*Activities*
A. According to the article on Bill Steel, how old was he when he became a presentation director at Tyne Tees Television?
B. Resume the article on Bill Steel, picking up right after its last sentence.

*Excerpted text*
- Born: Newcastle Upon Tyne, England
- Career
- Show: ITV Tyne Tees, Metro Radio
- Style: Presenter
- Country: United Kingdom

= Bill Steel =

British broadcaster, actor (born 1939)

Bill Steel (born 20 May 1939) is a broadcaster and actor from North East England, best known for his work at Tyne Tees Television and Metro Radio.

== Personal life ==
In April 2021, Steel's son Christian told BBC News that his father was suffering from Alzheimer's disease and was receiving end-of-life care.

== Career ==
=== Early career ===
Born in Newcastle upon Tyne, Steel was educated at Pendower Boys School in Newcastle and at Durham University.

He began his working life at the General Electric as a trainee accountant, and moved into television in the 1960s, first working in the Presentation department at Tyne Tees Television as an assistant transmission controller and at the age of 23, a presentation director. Later, he progressed into the advertising section, which involved doing voice over work for over 10,000 local adverts produced in-house.

*Data segment*
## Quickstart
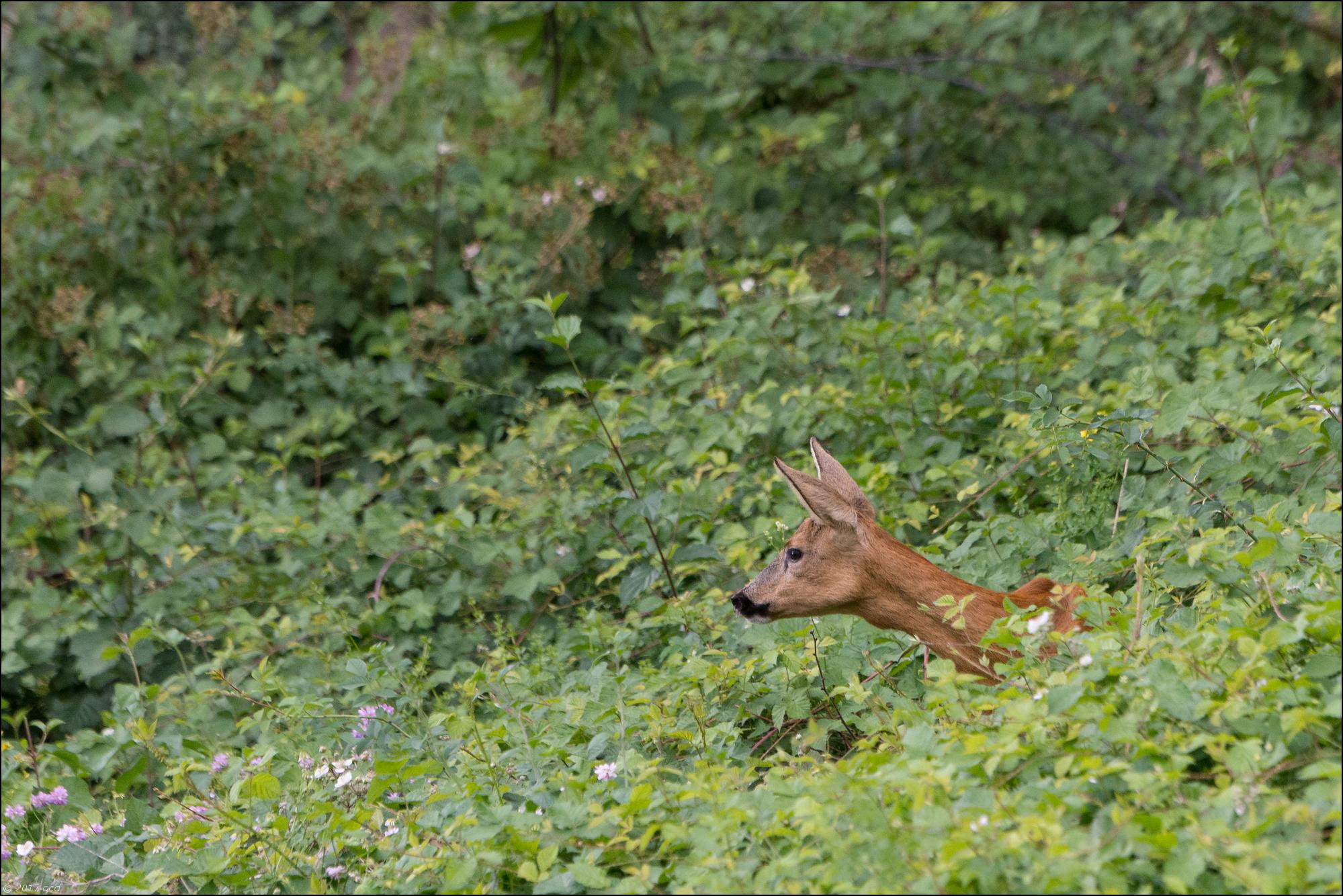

*Responses for each task*
A. He was 23.

B.
In 1967, he moved to Manchester, where he presented weekend regional news bulletins for ABC Weekend TV. Steel later moved to ABC's Midlands operation in Birmingham and became its chief announcer until 1968, when the station's staff were redeployed to Thames Television in London, where ABC had a majority stake. There, Steel worked in various departments, most of which he had previous experience, such as commercial voice overs, newsreading and transmission control. Through his voiceover work, he ended up doing a short spell of continuity announcing for Thames, before returning to the north in 1971.

=== Tyne Tees Television ===
Employed once again by Tyne Tees, Steel worked as one of a number of presenters for the station's regional news programming and became its main anchor for the flagship 20-minute evening programme, Today At Six, and from September 1976, the newly launched Northern Life.

In 1980, Steel moved from news presenting back to continuity announcing for Tyne Tees, taking over as Chief Announcer in 1988, from incumbent Neville Wanless. Despite returning to announcing, he continued to read regular local news bulletins until the late 1980s.

Alongside Kathy Secker, he remained as one of the last Newcastle-based announcers until March 1996 when the station's owners, Yorkshire-Tyne Tees Television, centralised all Presentation operations in Leeds. Steel signed off from continuity announcing on 16 March 1996 - one of his colleagues, the late Allan Cartner, made the final announcement from the City Road studios later that night.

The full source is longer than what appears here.